Written task: Exactly the lines from the one containing "For every instance of the fish tail" through the end of the data below are to be reproduced, and nothing besides them.

[Location annotation dataset excerpts]
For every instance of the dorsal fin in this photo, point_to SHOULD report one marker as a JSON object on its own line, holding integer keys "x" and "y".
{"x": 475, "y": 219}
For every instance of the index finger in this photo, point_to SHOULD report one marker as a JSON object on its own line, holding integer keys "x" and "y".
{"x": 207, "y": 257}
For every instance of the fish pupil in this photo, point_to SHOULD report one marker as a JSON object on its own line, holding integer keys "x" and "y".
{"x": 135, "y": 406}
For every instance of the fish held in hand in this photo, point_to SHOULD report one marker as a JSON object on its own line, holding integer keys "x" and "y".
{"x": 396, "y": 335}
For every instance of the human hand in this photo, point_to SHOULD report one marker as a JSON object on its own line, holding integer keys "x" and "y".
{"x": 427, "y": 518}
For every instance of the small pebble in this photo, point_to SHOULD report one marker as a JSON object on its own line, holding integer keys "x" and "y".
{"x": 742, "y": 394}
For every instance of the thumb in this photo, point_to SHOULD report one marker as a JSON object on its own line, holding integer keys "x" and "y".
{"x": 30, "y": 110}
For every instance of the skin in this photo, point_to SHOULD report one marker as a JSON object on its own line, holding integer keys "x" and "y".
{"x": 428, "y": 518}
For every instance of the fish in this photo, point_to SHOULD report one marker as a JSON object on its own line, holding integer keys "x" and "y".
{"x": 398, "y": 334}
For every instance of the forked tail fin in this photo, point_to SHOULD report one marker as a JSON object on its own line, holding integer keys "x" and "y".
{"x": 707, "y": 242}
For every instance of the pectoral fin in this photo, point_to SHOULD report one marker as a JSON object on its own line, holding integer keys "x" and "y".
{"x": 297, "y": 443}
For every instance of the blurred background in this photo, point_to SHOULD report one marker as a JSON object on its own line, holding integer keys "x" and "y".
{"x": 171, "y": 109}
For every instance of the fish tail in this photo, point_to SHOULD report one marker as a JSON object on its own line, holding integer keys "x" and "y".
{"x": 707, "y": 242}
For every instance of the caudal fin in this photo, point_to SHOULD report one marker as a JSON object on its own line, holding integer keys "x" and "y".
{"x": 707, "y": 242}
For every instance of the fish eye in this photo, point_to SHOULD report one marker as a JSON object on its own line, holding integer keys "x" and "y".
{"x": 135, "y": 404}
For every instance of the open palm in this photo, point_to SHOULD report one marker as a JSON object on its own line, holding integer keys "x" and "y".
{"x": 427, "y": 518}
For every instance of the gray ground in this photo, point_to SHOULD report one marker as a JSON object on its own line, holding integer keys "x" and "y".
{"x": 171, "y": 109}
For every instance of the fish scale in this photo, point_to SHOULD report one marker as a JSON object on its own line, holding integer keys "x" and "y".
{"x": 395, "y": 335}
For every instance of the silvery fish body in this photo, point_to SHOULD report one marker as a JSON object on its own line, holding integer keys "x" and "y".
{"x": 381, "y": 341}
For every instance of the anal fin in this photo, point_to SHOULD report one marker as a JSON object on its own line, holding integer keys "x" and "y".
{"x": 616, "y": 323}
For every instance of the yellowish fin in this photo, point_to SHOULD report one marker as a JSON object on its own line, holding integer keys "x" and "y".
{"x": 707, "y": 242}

Written response:
For every instance of the fish tail in this photo, point_to SHOULD report one marker as a JSON object on its own line, holding integer keys "x" and "y".
{"x": 707, "y": 242}
For every instance of the caudal fin in this photo, point_to SHOULD report one marker as a JSON object on its own line, holding integer keys "x" and "y".
{"x": 707, "y": 242}
For every instance of the fish eye in this photo, point_to SHOULD report one marker as a JSON object on its own line, holding integer keys "x" and "y".
{"x": 135, "y": 404}
For every instance of the open palm in this photo, point_to SHOULD report one marker as a JSON object on its own line, holding integer keys "x" and "y".
{"x": 427, "y": 518}
For every instance of the gray ground in this photo, point_to SHOULD report one marker as a JSON object on its own line, holding integer keys "x" and "y".
{"x": 171, "y": 109}
For every instance of the fish scale in this photo, point_to SHOULD report one marker as a JSON object on its own line, holding integer keys "x" and "y".
{"x": 395, "y": 335}
For every instance of the silvery fish body in this photo, point_to SHOULD report one marker as a JSON object on its own line, holding integer keys "x" and "y".
{"x": 381, "y": 341}
For every instance of the anal fin in this photo, point_to SHOULD report one marker as a JSON object on its own line, holding integer keys "x" and "y".
{"x": 616, "y": 323}
For every instance of the yellowish fin in this photo, point_to SHOULD report one marker as a JSON object on its own line, holding integer keys "x" and "y".
{"x": 707, "y": 242}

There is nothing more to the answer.